## Begin Dataset records

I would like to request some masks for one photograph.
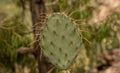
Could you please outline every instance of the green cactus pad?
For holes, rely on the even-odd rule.
[[[49,61],[60,69],[68,68],[81,47],[77,25],[64,14],[53,13],[41,29],[40,45]]]

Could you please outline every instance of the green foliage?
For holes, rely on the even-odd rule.
[[[51,14],[41,30],[40,45],[50,62],[66,69],[79,53],[82,39],[75,23],[64,14]]]
[[[14,68],[18,58],[16,49],[27,46],[30,39],[24,34],[28,31],[20,16],[5,20],[0,26],[0,66]]]

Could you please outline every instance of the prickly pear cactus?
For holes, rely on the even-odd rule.
[[[78,28],[64,14],[50,15],[41,30],[40,45],[49,61],[60,69],[66,69],[77,56],[81,37]]]

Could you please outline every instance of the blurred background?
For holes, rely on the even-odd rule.
[[[71,73],[119,73],[120,0],[44,0],[46,15],[64,13],[79,26],[83,45]],[[0,0],[0,73],[38,73],[29,0]],[[59,73],[54,69],[51,73]]]

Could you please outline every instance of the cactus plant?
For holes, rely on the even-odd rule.
[[[41,29],[40,45],[49,61],[60,69],[68,68],[82,43],[77,25],[66,15],[53,13]]]

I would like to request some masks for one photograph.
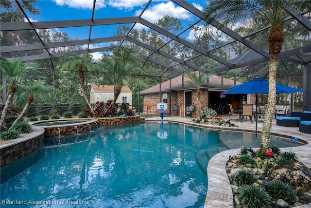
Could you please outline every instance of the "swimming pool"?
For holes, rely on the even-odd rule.
[[[0,201],[23,207],[203,207],[209,159],[240,148],[220,139],[229,133],[223,132],[146,122],[65,136],[77,142],[1,168]],[[9,178],[26,161],[34,164]]]

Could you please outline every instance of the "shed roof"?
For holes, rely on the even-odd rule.
[[[92,87],[94,92],[114,92],[113,85],[93,85]],[[132,91],[128,87],[123,86],[121,88],[121,93],[132,93]]]

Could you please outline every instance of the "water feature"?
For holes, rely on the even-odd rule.
[[[76,129],[76,130],[77,130],[77,134],[78,134],[79,133],[79,132],[78,131],[78,126],[75,125],[74,128]]]
[[[29,160],[28,156],[11,168],[10,164],[5,166],[8,178],[2,178],[1,168],[0,198],[54,203],[51,207],[57,208],[203,207],[209,159],[220,151],[240,148],[245,138],[254,136],[255,139],[254,134],[242,132],[244,136],[234,137],[234,132],[222,132],[146,122],[65,136],[61,145],[45,148],[43,156],[25,171],[14,172],[14,167],[23,166],[22,160]],[[160,136],[167,133],[165,139],[157,136],[159,132]],[[234,146],[225,143],[224,137],[228,135],[240,143]],[[66,143],[70,139],[75,143]],[[289,147],[289,140],[272,138],[273,143],[288,143]]]
[[[77,124],[83,123],[87,121],[87,120],[60,120],[60,121],[45,121],[44,122],[38,121],[35,124],[35,125],[37,126],[59,126],[67,124]],[[39,122],[39,123],[37,123]]]
[[[91,125],[89,124],[87,124],[87,126],[88,126],[88,127],[89,128],[89,131],[90,132],[92,131],[92,129],[91,129]]]
[[[57,129],[58,129],[58,136],[59,136],[59,137],[60,138],[60,127],[57,127]]]

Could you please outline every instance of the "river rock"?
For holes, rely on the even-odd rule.
[[[281,199],[278,199],[276,202],[276,205],[282,208],[289,208],[291,207],[291,206],[287,202]]]
[[[268,170],[268,175],[269,180],[279,179],[298,191],[308,191],[311,187],[311,171],[299,162],[275,166]]]

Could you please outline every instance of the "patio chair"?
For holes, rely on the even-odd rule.
[[[283,109],[276,110],[276,114],[277,116],[287,116],[290,115],[290,106],[286,105]]]
[[[239,112],[238,112],[238,111],[234,111],[233,110],[233,108],[232,108],[232,105],[230,103],[228,103],[228,105],[229,106],[229,107],[230,107],[230,112],[231,112],[231,115],[240,115],[240,113],[239,113]],[[230,120],[236,120],[237,121],[240,120],[240,117],[239,118],[239,119],[233,119],[232,118],[230,119]]]
[[[253,123],[253,104],[243,105],[243,111],[242,111],[241,123],[242,123],[244,116],[249,116],[249,118],[251,119],[251,122]]]
[[[174,105],[172,107],[172,115],[174,115],[174,113],[176,112],[176,116],[178,115],[178,112],[179,111],[179,106],[178,105]]]

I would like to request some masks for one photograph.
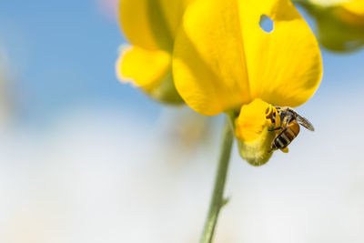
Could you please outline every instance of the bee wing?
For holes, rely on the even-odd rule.
[[[302,117],[299,115],[297,115],[297,121],[302,125],[303,127],[305,127],[306,128],[308,128],[310,131],[315,131],[315,127],[313,127],[313,125],[305,117]]]

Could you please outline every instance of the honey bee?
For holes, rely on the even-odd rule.
[[[312,124],[299,116],[291,107],[279,107],[270,106],[266,112],[267,118],[270,119],[275,128],[269,131],[281,130],[274,138],[271,151],[280,149],[284,153],[288,152],[287,147],[299,133],[299,125],[310,131],[314,131]]]

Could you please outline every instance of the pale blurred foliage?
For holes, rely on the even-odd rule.
[[[178,153],[193,156],[209,148],[219,132],[216,130],[218,122],[218,117],[201,116],[186,106],[163,108],[157,124],[163,151],[178,159]]]
[[[364,133],[360,123],[348,126],[348,117],[363,119],[353,112],[362,99],[349,88],[340,92],[350,109],[335,96],[308,102],[303,114],[317,131],[302,130],[288,154],[275,154],[262,167],[243,161],[235,144],[230,201],[215,242],[364,241]],[[0,242],[197,242],[217,139],[177,155],[172,144],[179,142],[165,147],[169,128],[159,127],[183,120],[173,112],[162,115],[172,124],[151,123],[119,106],[91,107],[59,114],[46,133],[15,127],[1,134]],[[216,138],[219,123],[211,127]]]

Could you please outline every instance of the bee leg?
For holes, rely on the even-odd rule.
[[[282,151],[283,153],[288,153],[288,147],[286,147],[280,148],[280,151]]]
[[[276,128],[273,128],[273,129],[268,129],[268,131],[269,132],[273,132],[273,131],[277,131],[277,130],[280,130],[280,129],[283,129],[283,127],[276,127]]]

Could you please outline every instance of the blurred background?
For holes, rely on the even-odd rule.
[[[116,12],[0,3],[0,242],[197,241],[223,117],[120,84]],[[364,51],[322,55],[316,131],[261,167],[234,147],[216,242],[364,242]]]

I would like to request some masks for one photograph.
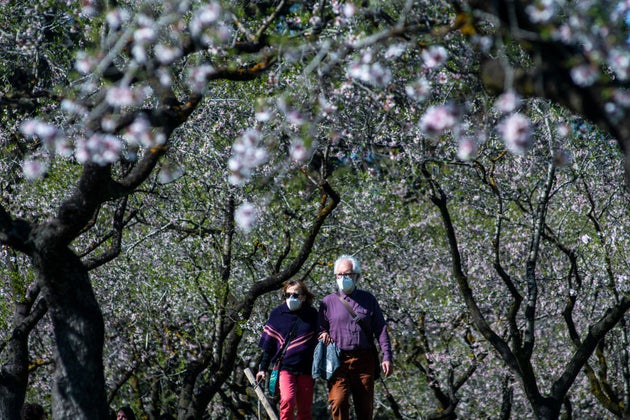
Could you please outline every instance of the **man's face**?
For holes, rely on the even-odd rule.
[[[348,274],[352,274],[352,261],[350,260],[343,260],[340,261],[339,264],[337,264],[337,272],[335,273],[337,276],[340,275],[348,275]]]

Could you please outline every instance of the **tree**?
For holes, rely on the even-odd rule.
[[[16,11],[25,7],[12,6]],[[452,233],[455,229],[450,226],[453,224],[450,217],[453,206],[449,194],[458,192],[455,186],[468,178],[453,176],[444,184],[433,172],[446,170],[450,174],[452,169],[444,168],[474,168],[476,163],[460,166],[459,163],[444,162],[455,162],[456,156],[471,159],[481,153],[477,159],[482,162],[479,171],[493,173],[497,162],[508,159],[502,154],[506,149],[519,155],[534,147],[536,138],[549,136],[548,131],[538,134],[536,127],[540,119],[536,119],[535,107],[541,106],[540,101],[520,101],[515,92],[567,106],[603,127],[624,145],[624,150],[627,149],[628,128],[623,118],[627,111],[628,65],[627,52],[623,49],[627,10],[623,6],[611,9],[611,15],[606,15],[608,5],[597,8],[594,3],[557,9],[553,8],[555,4],[532,8],[521,2],[423,1],[372,2],[360,6],[285,1],[255,4],[166,2],[159,6],[136,2],[83,2],[83,6],[80,13],[67,10],[59,15],[44,13],[37,6],[29,16],[45,19],[34,19],[34,23],[27,19],[29,24],[32,23],[29,31],[18,31],[11,26],[3,31],[15,34],[15,42],[8,43],[9,46],[17,45],[17,34],[27,34],[31,37],[29,45],[36,46],[28,50],[31,55],[20,55],[19,51],[23,50],[17,49],[8,58],[13,61],[16,61],[15,57],[21,58],[21,65],[29,68],[38,81],[46,80],[50,73],[55,76],[50,77],[49,82],[33,84],[31,78],[16,81],[9,77],[9,71],[3,73],[2,83],[12,89],[9,95],[0,98],[11,110],[3,116],[3,143],[10,146],[4,152],[5,162],[11,164],[3,162],[4,171],[10,176],[3,178],[0,242],[29,256],[48,307],[58,348],[54,389],[54,412],[57,415],[105,416],[103,320],[88,270],[111,262],[119,255],[125,231],[123,226],[133,226],[138,229],[138,234],[146,235],[147,231],[141,227],[150,226],[156,219],[144,220],[140,216],[149,214],[142,207],[144,203],[130,207],[129,200],[138,197],[141,186],[147,186],[150,193],[143,196],[147,200],[145,203],[159,202],[158,194],[163,187],[147,185],[147,181],[153,179],[162,164],[157,175],[161,182],[177,178],[179,166],[165,158],[173,159],[177,152],[191,153],[186,147],[189,144],[187,125],[203,125],[200,120],[203,112],[212,109],[211,100],[234,94],[235,86],[251,88],[247,93],[250,99],[255,98],[255,103],[252,99],[249,107],[235,106],[228,117],[208,114],[216,118],[212,127],[215,131],[211,131],[215,137],[223,135],[222,141],[235,139],[231,157],[223,159],[227,151],[211,143],[214,138],[206,139],[206,147],[200,149],[209,156],[222,156],[212,168],[223,180],[229,177],[236,186],[231,193],[222,193],[225,194],[222,206],[213,207],[217,214],[227,216],[221,218],[222,224],[217,223],[216,217],[213,217],[214,223],[189,218],[199,222],[193,226],[201,228],[200,237],[210,235],[220,242],[227,241],[224,243],[228,245],[230,230],[221,228],[219,232],[215,229],[229,226],[234,219],[230,215],[235,214],[237,203],[245,201],[248,189],[264,190],[268,185],[265,180],[274,177],[290,180],[293,174],[315,179],[311,185],[323,188],[325,197],[332,197],[332,202],[336,200],[328,187],[331,176],[350,180],[351,185],[364,188],[362,192],[375,191],[366,187],[367,182],[363,181],[370,181],[370,176],[382,176],[391,181],[384,183],[384,188],[398,189],[400,183],[404,183],[402,189],[407,191],[407,199],[416,194],[416,189],[432,189],[433,203],[441,211],[446,231]],[[602,16],[611,19],[600,19]],[[57,18],[61,20],[55,20]],[[611,24],[602,28],[606,30],[590,33],[583,32],[583,25],[562,26],[591,18],[589,28],[602,28],[604,21]],[[72,21],[75,25],[69,28],[81,30],[65,36],[63,28],[68,26],[51,24],[51,19],[52,22]],[[21,23],[17,20],[8,22],[8,25]],[[51,28],[59,32],[51,32]],[[571,36],[559,37],[558,34],[566,32],[559,32],[558,28],[569,28]],[[86,38],[79,34],[85,34]],[[593,38],[592,34],[598,35]],[[51,42],[42,43],[42,39]],[[586,40],[593,42],[584,43]],[[591,49],[580,48],[582,44],[591,46]],[[59,48],[61,45],[65,48]],[[14,50],[9,48],[7,51]],[[42,51],[47,54],[38,55]],[[73,72],[67,58],[75,52],[77,60]],[[46,57],[46,64],[30,65],[33,61],[29,58],[39,56]],[[499,57],[500,60],[488,57]],[[10,69],[4,64],[1,68]],[[60,71],[52,72],[51,68]],[[603,71],[597,73],[596,68]],[[506,92],[499,97],[497,108],[500,110],[495,112],[492,95],[502,91]],[[23,123],[22,118],[27,114],[30,118]],[[562,114],[561,117],[570,121],[575,115]],[[542,172],[550,174],[546,181],[549,191],[555,182],[555,166],[550,162],[563,156],[560,144],[554,143],[554,153],[545,154],[543,159],[545,166],[550,168]],[[579,152],[584,147],[590,147],[590,144],[576,150]],[[228,160],[227,167],[221,163],[225,160]],[[23,174],[19,173],[20,166],[15,164],[16,161],[24,162]],[[536,169],[540,167],[535,166]],[[502,170],[516,176],[509,168]],[[598,168],[594,172],[596,170]],[[341,178],[343,173],[347,173],[348,178]],[[43,175],[48,178],[32,185],[30,181],[22,182],[23,176],[36,180]],[[301,176],[297,175],[296,179]],[[466,181],[464,185],[471,190],[482,185],[492,191],[488,181],[491,178],[478,176],[473,179],[475,182]],[[51,194],[52,190],[38,191],[38,187],[33,186],[54,183],[59,184],[54,194]],[[568,183],[573,185],[573,181]],[[287,181],[287,188],[289,184]],[[28,191],[18,191],[18,185],[28,185]],[[299,188],[305,184],[296,185]],[[334,183],[331,185],[339,189]],[[596,189],[599,191],[599,188]],[[223,184],[218,190],[229,191]],[[29,196],[30,193],[33,195]],[[493,194],[489,195],[495,200],[493,202],[501,203],[501,194]],[[549,196],[543,194],[539,202],[535,202],[531,197],[521,196],[518,189],[512,194],[511,205],[523,206],[529,211],[523,211],[522,215],[536,221],[531,225],[535,229],[515,227],[511,231],[515,243],[521,243],[519,239],[523,236],[531,238],[532,249],[524,276],[527,282],[522,286],[528,298],[524,319],[530,327],[525,329],[529,335],[524,344],[521,343],[524,353],[517,358],[518,362],[509,356],[505,341],[491,333],[491,323],[484,323],[478,305],[468,294],[466,283],[469,279],[459,255],[461,242],[449,234],[447,242],[436,239],[432,250],[440,249],[445,243],[449,246],[455,278],[462,286],[462,295],[453,300],[463,299],[464,302],[459,304],[466,303],[473,324],[516,372],[536,415],[544,417],[551,413],[553,416],[559,413],[559,401],[574,383],[578,368],[585,366],[595,346],[622,319],[626,298],[620,293],[616,303],[609,305],[617,308],[616,315],[601,331],[595,331],[594,336],[580,340],[573,334],[573,343],[585,351],[576,358],[571,369],[566,370],[567,376],[562,382],[558,382],[557,394],[550,399],[542,397],[536,384],[532,384],[537,377],[531,371],[533,364],[529,359],[534,354],[532,334],[537,331],[537,324],[530,316],[531,311],[539,307],[540,299],[537,292],[539,252],[544,239],[556,247],[555,253],[547,248],[544,248],[545,252],[558,261],[572,261],[571,246],[567,244],[571,244],[575,237],[569,235],[565,242],[545,229],[548,218],[555,214],[549,208]],[[39,197],[38,202],[32,199],[35,196]],[[44,197],[54,198],[46,200]],[[60,200],[59,197],[64,198]],[[341,197],[344,197],[343,193]],[[22,200],[25,198],[28,200]],[[365,197],[359,202],[372,205],[369,200],[365,201]],[[33,210],[24,212],[21,206]],[[334,207],[323,208],[332,210]],[[501,214],[511,210],[502,209],[500,205],[498,208]],[[291,206],[285,209],[291,209]],[[538,213],[534,209],[539,209]],[[343,210],[338,212],[339,219],[335,220],[347,221]],[[461,220],[476,226],[471,222],[471,215],[479,216],[478,213],[467,207],[458,209],[458,212]],[[264,220],[261,217],[261,221]],[[322,222],[319,216],[315,220],[315,225]],[[599,219],[593,218],[596,220]],[[335,245],[322,250],[321,255],[328,255],[344,244],[363,247],[363,252],[374,255],[376,252],[370,248],[384,243],[383,238],[372,232],[374,223],[373,218],[368,218],[359,225],[369,229],[365,236],[326,235]],[[486,220],[485,225],[476,229],[484,231],[489,225]],[[165,231],[179,229],[180,234],[191,228],[191,225],[180,223],[161,226]],[[499,236],[490,237],[500,238],[504,229],[501,226],[497,221],[494,227]],[[162,232],[152,231],[155,234]],[[308,247],[309,243],[312,245],[313,237],[307,238],[310,239],[306,239],[304,245]],[[467,250],[477,243],[474,239],[472,234],[467,236]],[[372,242],[368,243],[372,245],[366,248],[360,240],[370,240]],[[86,244],[88,241],[98,246],[91,248]],[[85,251],[79,246],[86,246]],[[95,249],[99,252],[94,252]],[[231,277],[231,267],[228,265],[229,255],[224,252],[229,251],[230,246],[218,249],[220,251],[213,255],[225,258],[216,267],[223,276],[219,278],[226,280]],[[493,253],[500,256],[499,249]],[[94,252],[90,257],[88,250]],[[280,253],[275,254],[277,264],[266,271],[270,275],[268,281],[253,283],[251,289],[243,290],[246,302],[238,308],[239,316],[247,319],[258,297],[277,287],[287,275],[296,274],[306,261],[304,252],[310,251],[292,249],[287,254],[297,266],[293,263],[283,266],[281,262],[288,260]],[[413,258],[413,254],[406,255]],[[440,255],[439,261],[447,261],[443,254],[437,252],[437,255]],[[383,270],[385,273],[384,268],[392,265],[387,259],[377,261],[379,272]],[[510,260],[507,267],[517,263]],[[251,264],[257,266],[260,262],[254,260]],[[243,267],[248,266],[244,264]],[[443,269],[442,266],[439,268]],[[323,269],[314,265],[308,275],[323,276],[320,270]],[[517,286],[521,284],[504,277],[507,270],[503,268],[502,271],[501,265],[495,270],[508,286],[514,302],[520,304],[522,296]],[[553,271],[546,266],[544,270],[545,273]],[[572,281],[578,282],[571,273]],[[516,285],[510,287],[510,282]],[[223,305],[231,302],[227,289],[218,290],[217,296],[226,299]],[[410,304],[414,305],[413,302]],[[391,306],[393,308],[394,304]],[[220,312],[220,309],[216,312],[219,323],[227,319],[222,318]],[[421,313],[414,309],[413,317]],[[510,318],[514,340],[520,331],[516,324],[516,320],[521,319],[516,317],[519,313],[515,310]],[[449,313],[448,318],[458,319],[458,316]],[[569,325],[573,322],[569,316],[567,322]],[[230,321],[225,326],[217,337],[231,337],[227,342],[233,346],[227,353],[218,358],[214,354],[210,357],[206,349],[199,347],[201,357],[188,360],[190,376],[180,394],[183,406],[187,408],[182,410],[181,417],[199,416],[212,396],[219,392],[234,366],[234,352],[241,340],[238,323]],[[466,348],[468,343],[463,341],[460,345]],[[514,352],[519,347],[517,343],[511,350]],[[214,349],[215,353],[221,351],[218,347]],[[222,357],[227,370],[220,370],[216,380],[204,379],[205,387],[198,389],[200,398],[197,402],[192,401],[190,395],[201,372],[214,368],[213,363],[219,363]],[[493,383],[504,383],[505,375],[498,377],[501,379]],[[81,402],[76,388],[82,381],[87,383],[85,389],[90,390],[92,398],[98,396],[98,403],[89,408],[87,402]],[[462,392],[463,388],[452,387],[452,390]],[[434,391],[439,395],[437,388]],[[76,395],[76,400],[68,398],[72,395]],[[445,400],[442,404],[454,407],[456,398],[449,402]]]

## End Dataset records

(The problem): Copy out every line of the rows above that contains the word "foliage".

(Result):
Could you please outline every instance of the green foliage?
Could you please outline every instance of the pale blurred foliage?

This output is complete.